Gegeven tekst -
↓

Op zich is het niet vreemd dat dit soort spellen in de groepen 7 en 8 van een basisschool van tijd tot tijd opduiken. Het is weer eens wat anders dan Minecraft. Ook is de snelheid waarmee de populariteit van dergelijke groeit makkelijk te verklaren door Social Media zoals YouTube. En het is natuurlijk erg spannend om iets dergelijks eens uit te proberen.
Er zijn echter ouders, uit bijvoorbeeld religieuze hoek, die ongerust zijn en aandringen op een verbod op school. Helaas is dat niet zonder risico. Kinderen zijn zeer gevoelig voor de manier waarop volwassenen op dit soort fenomenen reageren. En zeker een school heeft daarin een extra belangrijke rol. Een verbod vanuit school maakt het pas écht serieus. Niet alleen wordt daarmee een relatief onschuldig spelletje veel te groots en meeslepend gemaakt, het wordt ook nog eens extra spannend om het te spelen. Maar het meest ernstige is dat een verbod onvermijdelijk leidt tot een soort geheimzinnigheid die een normaal gesprek er over bijna onmogelijk maakt.
In de klas
Een rage als deze laat zich juist zeer goed gebruiken om kinderen op jonge leeftijd het onderscheid tussen feit en fictie te leren. Doe een dergelijk spel in de klas en maak het op die manier minder bijzonder. Zoek samen naar voor de hand liggende verklaringen voor het bewegen van de potloden. Laat kinderen bijvoorbeeld zien wat het effect is van je adem op twee instabiel op elkaar liggende potloden. Laat ze zelf de banaliteit ontdekken door kritische vragen te bedenken bedenken (Waarom heet een geest uit Mexico eigenlijk Charlie? Hoe kan het dat hij Nederlands spreekt? Hoe komt het de geesten via potloden moeten praten?). Kortom; leer ze kritisch denken. Juist in een tijdperk waarin informatie aan overvloed aanwezig is.

↑

Fragment uit gegevensset -
↓

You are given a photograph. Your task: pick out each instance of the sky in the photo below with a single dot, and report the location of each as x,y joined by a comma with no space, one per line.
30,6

↑

Opgaven -
a - In welke groepen van de basisschool duiken dit soort spellen volgens de tekst over het geestenspel op school van tijd tot tijd op?
b - Welke gevolgen van een verbod vanuit school noemt de tekst over het geestenspel op school? Geef ze allemaal.
c - Schrijf een vervolg op de tekst over het geestenspel op school dat aansluit op de laatste zin.

Uitwerkingen -
a - In de groepen 7 en 8.

b -
- Het maakt het spel pas écht serieus.
- Een relatief onschuldig spelletje wordt veel te groots en meeslepend gemaakt.
- Het wordt extra spannend om het spel te spelen.
- Het leidt onvermijdelijk tot geheimzinnigheid die een normaal gesprek erover bijna onmogelijk maakt.

c -
Dat is minder moeilijk dan het lijkt. Onderscheid maken tussen fictie en werkelijkheid doen kinderen aan de lopende band middels spelletjes, films en boeken. Je kunt ze ook prima uitleggen dat bijgeloof onderdeel is van ons dagelijks leven en dat je het makkelijk kan herkennen. Drie keer niezen? Morgen mooi weer! Op hout ‘afkloppen‘ om onheil te voorkomen. Niet onder een ladder doorlopen en natuurlijk even goed opletten als je een zwarte kat ziet. Laat kinderen ook over dit soort fenomenen kritisch nadenken en maak er een spel van om dit soort zaken te „de-bunken”.
Ook met de Charlie Challenge is niets bijzonders aan de hand. Door de specifieke opstelling van de potloden liggen ze zeer instabiel. Er is slechts weinig beweging nodig om ze in beweging te zetten. Het uitspreken van bijvoorbeeld de eerste oproep (“Charlie ben je daar?”) levert al genoeg luchtstroming op. Zeker als je deze zin dicht bij de potloden uitspreekt. De vraag meer in de open ruimte uitspreken (wat logischer zou zijn) zal de kans op een “antwoord” dan ook drastisch doen afnemen. Daarnaast lijkt het er op dat met name de “hits” aandacht krijgen en worden onthouden. De keren dat het niet lukt worden uiteraard niet geregistreerd of naverteld.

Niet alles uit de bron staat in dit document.